TASK DIRECTIONS –
Update everything from the line containing "in red robe" down to the end of the listing by changing "drop a dot" to "place a marker" and keeping all else the same. Return only those lines.

Items from a dataset:
+ + + + +

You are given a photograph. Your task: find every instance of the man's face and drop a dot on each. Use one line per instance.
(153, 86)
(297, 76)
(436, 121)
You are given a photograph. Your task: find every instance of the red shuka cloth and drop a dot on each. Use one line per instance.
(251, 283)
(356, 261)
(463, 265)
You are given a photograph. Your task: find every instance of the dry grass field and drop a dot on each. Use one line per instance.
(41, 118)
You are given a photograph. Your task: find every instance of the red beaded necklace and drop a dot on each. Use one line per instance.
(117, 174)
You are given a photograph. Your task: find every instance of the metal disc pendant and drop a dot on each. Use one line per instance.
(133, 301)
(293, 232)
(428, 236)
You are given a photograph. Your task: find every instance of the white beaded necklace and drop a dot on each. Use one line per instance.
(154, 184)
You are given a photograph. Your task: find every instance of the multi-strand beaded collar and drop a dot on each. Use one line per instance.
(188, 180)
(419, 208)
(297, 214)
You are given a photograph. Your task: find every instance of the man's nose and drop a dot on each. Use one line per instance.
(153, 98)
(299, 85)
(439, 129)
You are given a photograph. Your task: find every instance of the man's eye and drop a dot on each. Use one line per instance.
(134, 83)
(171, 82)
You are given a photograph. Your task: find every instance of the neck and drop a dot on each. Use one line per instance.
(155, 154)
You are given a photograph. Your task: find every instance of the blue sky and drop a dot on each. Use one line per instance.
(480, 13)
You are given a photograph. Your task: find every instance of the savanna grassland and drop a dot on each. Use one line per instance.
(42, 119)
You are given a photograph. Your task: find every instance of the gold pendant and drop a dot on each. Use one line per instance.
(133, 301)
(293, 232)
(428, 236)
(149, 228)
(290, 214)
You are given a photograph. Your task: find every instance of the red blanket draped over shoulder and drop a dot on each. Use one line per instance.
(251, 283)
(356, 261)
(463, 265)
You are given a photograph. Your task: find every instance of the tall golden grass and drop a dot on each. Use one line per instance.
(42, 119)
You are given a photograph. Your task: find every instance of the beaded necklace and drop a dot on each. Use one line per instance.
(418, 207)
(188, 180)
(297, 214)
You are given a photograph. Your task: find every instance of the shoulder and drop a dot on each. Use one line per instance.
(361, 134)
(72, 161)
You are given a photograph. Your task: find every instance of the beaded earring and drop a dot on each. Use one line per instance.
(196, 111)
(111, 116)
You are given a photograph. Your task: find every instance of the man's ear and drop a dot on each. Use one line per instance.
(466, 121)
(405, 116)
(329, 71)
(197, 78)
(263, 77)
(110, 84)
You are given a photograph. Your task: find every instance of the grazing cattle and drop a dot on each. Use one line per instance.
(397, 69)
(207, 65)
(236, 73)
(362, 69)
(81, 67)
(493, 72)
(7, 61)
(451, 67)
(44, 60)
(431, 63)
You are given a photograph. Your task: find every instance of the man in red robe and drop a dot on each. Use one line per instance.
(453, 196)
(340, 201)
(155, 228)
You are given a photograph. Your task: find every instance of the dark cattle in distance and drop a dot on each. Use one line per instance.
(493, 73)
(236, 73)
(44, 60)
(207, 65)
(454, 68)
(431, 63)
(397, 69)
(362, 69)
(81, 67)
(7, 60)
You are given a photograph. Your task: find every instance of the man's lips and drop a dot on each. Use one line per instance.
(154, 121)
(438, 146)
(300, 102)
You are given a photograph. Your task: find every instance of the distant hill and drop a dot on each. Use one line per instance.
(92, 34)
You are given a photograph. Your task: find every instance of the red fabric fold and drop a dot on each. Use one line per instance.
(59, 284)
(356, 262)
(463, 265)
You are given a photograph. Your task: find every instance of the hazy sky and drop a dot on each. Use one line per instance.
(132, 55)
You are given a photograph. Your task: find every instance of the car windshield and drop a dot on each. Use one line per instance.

+ + + + +

COMPLETE ANSWER –
You are given a photograph. Your task: find every instance of the man in red robe and place a marker on each. Use one line per instance.
(453, 196)
(340, 201)
(155, 228)
You are given a photograph. Your task: find every instance of the dark cattle in distance and place a marker on each. Use one line per instance.
(493, 73)
(236, 73)
(44, 60)
(207, 65)
(454, 68)
(431, 63)
(397, 69)
(362, 69)
(81, 67)
(7, 60)
You are given a photograph. Your task: find every instance of the man's lips and place a marker on each. Use one line per instance.
(154, 121)
(438, 146)
(300, 102)
You are given a photograph. Your task: find every instance of the distant hill and place a marker on each. Use one line per instance.
(92, 34)
You are given a photograph. Your task: find every instance of the red fabric fold and place a marker on each. Use one line per instance.
(59, 284)
(356, 262)
(463, 265)
You are given a photograph. Your task: find every instance of the hazy sky and place a marker on each. Use one line per instance.
(132, 55)
You are given a photograph. Your task: find every instance of the car windshield and place a marker on each. Use one line per instance.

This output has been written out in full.